Source data:
^^^^
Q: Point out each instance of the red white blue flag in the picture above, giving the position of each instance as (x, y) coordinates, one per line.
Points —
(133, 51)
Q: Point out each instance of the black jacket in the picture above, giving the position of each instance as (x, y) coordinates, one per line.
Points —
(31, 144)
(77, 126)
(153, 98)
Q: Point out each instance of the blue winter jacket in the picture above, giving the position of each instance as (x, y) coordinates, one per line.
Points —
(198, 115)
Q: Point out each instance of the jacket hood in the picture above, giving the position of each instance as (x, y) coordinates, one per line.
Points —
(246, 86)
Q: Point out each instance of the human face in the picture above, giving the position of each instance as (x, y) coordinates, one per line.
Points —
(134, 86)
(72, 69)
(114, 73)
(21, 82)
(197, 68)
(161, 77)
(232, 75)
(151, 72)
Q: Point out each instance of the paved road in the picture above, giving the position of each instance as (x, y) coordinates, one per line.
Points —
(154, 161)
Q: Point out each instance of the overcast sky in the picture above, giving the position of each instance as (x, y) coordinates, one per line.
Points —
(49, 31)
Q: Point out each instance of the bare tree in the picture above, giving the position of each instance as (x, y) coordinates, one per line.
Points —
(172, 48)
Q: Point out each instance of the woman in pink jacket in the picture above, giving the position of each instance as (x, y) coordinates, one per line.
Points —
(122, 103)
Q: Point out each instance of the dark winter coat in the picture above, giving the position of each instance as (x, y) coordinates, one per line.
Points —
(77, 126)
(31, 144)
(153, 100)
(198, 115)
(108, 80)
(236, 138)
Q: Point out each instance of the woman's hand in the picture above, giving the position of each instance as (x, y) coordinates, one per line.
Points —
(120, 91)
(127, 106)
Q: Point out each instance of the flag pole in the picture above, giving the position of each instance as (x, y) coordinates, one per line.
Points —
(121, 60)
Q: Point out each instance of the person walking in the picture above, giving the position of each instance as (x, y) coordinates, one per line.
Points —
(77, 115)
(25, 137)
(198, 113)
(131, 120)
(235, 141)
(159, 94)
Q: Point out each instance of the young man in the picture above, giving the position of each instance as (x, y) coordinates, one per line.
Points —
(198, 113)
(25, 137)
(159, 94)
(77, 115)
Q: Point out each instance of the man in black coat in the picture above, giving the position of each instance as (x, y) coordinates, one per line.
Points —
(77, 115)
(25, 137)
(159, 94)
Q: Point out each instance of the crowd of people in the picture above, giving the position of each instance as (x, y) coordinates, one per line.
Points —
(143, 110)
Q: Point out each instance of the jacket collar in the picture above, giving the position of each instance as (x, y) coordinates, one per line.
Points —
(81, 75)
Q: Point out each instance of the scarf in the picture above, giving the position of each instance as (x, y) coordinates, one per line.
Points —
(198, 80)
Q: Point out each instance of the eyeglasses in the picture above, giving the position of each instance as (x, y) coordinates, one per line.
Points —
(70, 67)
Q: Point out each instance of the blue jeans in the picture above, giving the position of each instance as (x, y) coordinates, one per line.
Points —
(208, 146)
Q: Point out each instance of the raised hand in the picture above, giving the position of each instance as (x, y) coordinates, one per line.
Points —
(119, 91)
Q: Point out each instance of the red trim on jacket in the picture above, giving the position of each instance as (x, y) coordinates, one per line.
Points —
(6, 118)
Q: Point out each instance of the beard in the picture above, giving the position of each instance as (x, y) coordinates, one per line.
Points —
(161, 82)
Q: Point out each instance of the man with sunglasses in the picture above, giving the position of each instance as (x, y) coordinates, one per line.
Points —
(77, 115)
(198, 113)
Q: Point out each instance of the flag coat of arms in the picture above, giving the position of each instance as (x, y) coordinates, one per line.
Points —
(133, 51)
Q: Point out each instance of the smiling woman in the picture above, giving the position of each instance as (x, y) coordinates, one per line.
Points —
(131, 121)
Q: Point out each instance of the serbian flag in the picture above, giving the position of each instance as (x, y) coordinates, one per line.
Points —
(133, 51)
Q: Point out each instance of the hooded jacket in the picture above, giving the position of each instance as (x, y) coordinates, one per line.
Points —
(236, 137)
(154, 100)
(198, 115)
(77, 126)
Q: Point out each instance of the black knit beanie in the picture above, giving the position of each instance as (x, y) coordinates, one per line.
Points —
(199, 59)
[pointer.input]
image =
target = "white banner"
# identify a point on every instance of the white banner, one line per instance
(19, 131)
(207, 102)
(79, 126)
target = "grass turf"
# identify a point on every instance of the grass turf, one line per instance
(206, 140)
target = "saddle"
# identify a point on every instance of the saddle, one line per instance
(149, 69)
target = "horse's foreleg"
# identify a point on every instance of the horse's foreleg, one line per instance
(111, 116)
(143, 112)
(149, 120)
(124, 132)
^^^^
Task brief.
Each entry above is to be written out exactly.

Answer to the exercise.
Q: Point out each instance of the red white blue flag in the picture above, giving the position of each instance as (x, y) coordinates, one per line.
Points —
(133, 51)
Q: Point out each instance of the black jacket in the picture above, giving the position of each instance as (x, y) coordinates, one per line.
Points —
(31, 144)
(77, 126)
(153, 98)
Q: Point out each instance of the blue winter jacket in the picture above, giving the position of each instance as (x, y) coordinates, one per line.
Points —
(198, 115)
Q: Point out each instance of the jacket hood in the picture above, giving the position of each instance as (x, y) coordinates, one per line.
Points —
(246, 86)
Q: Point out each instance of the human face in the picture above, giving the position of each instance as (x, y) coordinates, one per line.
Points —
(134, 86)
(72, 69)
(114, 73)
(21, 82)
(197, 68)
(161, 77)
(232, 75)
(151, 72)
Q: Point out each instance of the paved road in the picture above, giving the position of each instance as (x, y) coordinates, one per line.
Points —
(154, 161)
Q: Point out each instance of the overcast sky in the picture above, giving the position of each instance as (x, y) coordinates, one per line.
Points —
(49, 31)
Q: Point out each instance of the bare tree in the picture above, giving the position of each instance as (x, y) coordinates, one per line.
Points —
(172, 48)
Q: Point out each instance of the woman in pink jacket in the picture above, giving the position of each instance as (x, y) coordinates, one per line.
Points —
(122, 103)
Q: Point out each instance of the dark winter coat in the picture above, giving the position of each instance as (x, y) coordinates, one per line.
Points —
(77, 126)
(31, 144)
(153, 100)
(198, 115)
(108, 80)
(236, 138)
Q: Point out each instance of the woman's hand in the picture above, giving the position of each instance as (x, y) coordinates, one per line.
Points —
(120, 91)
(127, 106)
Q: Point out each instance of the flag pole in the picture above, giving the position of each instance as (x, y) coordinates, one per line.
Points —
(121, 60)
Q: Point out each instance of the person walking in the picture above, giving the position of each instance as (x, y) coordinates, one per line.
Points —
(77, 115)
(25, 137)
(198, 113)
(131, 120)
(235, 141)
(159, 94)
Q: Point out each instance of the young man in the picture above, giving the position of each instance as (x, y) coordinates, one per line.
Points —
(198, 113)
(25, 137)
(159, 94)
(77, 115)
Q: Point out each instance of the man in black coat in the picture above, giving the position of each instance as (x, y) coordinates, one per line.
Points —
(77, 115)
(25, 137)
(159, 94)
Q: Point out each instance of the crowd of people in the picture above, giving the position of each instance as (x, y) coordinates, one per line.
Points —
(143, 110)
Q: Point out each instance of the jacket collar in the picture above, giving the position of each instance as (x, y) coordinates, one per line.
Points —
(81, 75)
Q: Point out each instance of the scarf in the picture above, giving the position of each instance as (x, y) coordinates, one per line.
Points —
(198, 80)
Q: Point out each instance of the eyeglasses in the picture above, giving the position of each instance as (x, y) coordinates, one per line.
Points —
(70, 67)
Q: Point out each instance of the blue jeans in the picture above, giving the position of each instance as (x, y) coordinates, one per line.
Points —
(208, 146)
Q: Point out each instance of the raised hand in the picture above, giving the position of each instance as (x, y) coordinates, one per line.
Points —
(119, 91)
Q: Point out each instance of the red trim on jacket in the picture above, giving the position of each instance as (x, y) coordinates, one per line.
Points —
(6, 118)
Q: Point out each instance of the beard in the picture above, giving the position of each instance as (x, y) coordinates, one per line.
Points —
(161, 82)
Q: Point out each instance of the man with sunglasses in the picture above, giving the position of each instance as (x, y) coordinates, one per line.
Points —
(77, 115)
(198, 113)
Q: Point out each instance of the flag coat of arms in the picture above, giving the position of each instance as (x, y) coordinates, one per line.
Points —
(133, 51)
Q: Point out each instance of the smiling woman in the picture above, giving the position of each instance as (x, y) coordinates, one per line.
Points —
(131, 121)
Q: Point out each instance of the serbian flag in the picture above, giving the position of each instance as (x, y) coordinates, one per line.
Points —
(133, 51)
Q: Point out each instance of the hooded jacket in the picture above, giving the position of each instance as (x, y) coordinates, one per line.
Points —
(236, 137)
(154, 100)
(198, 115)
(77, 126)
Q: Point out each instance of the black knit beanie in the picture above, giving the position of each instance as (x, y) coordinates, one per line.
Points —
(199, 59)
[pointer.input]
image =
target = "white banner"
# identify a point on every instance of the white banner, one line per instance
(19, 131)
(207, 102)
(79, 126)
target = "grass turf"
# identify a point on every instance of the grass turf, one line per instance
(206, 140)
target = "saddle"
# identify a point on every instance of the saddle, one line per instance
(149, 69)
target = "horse's foreleg"
# identify a point on every instance of the horse's foreleg, one line per instance
(111, 116)
(143, 112)
(149, 120)
(124, 132)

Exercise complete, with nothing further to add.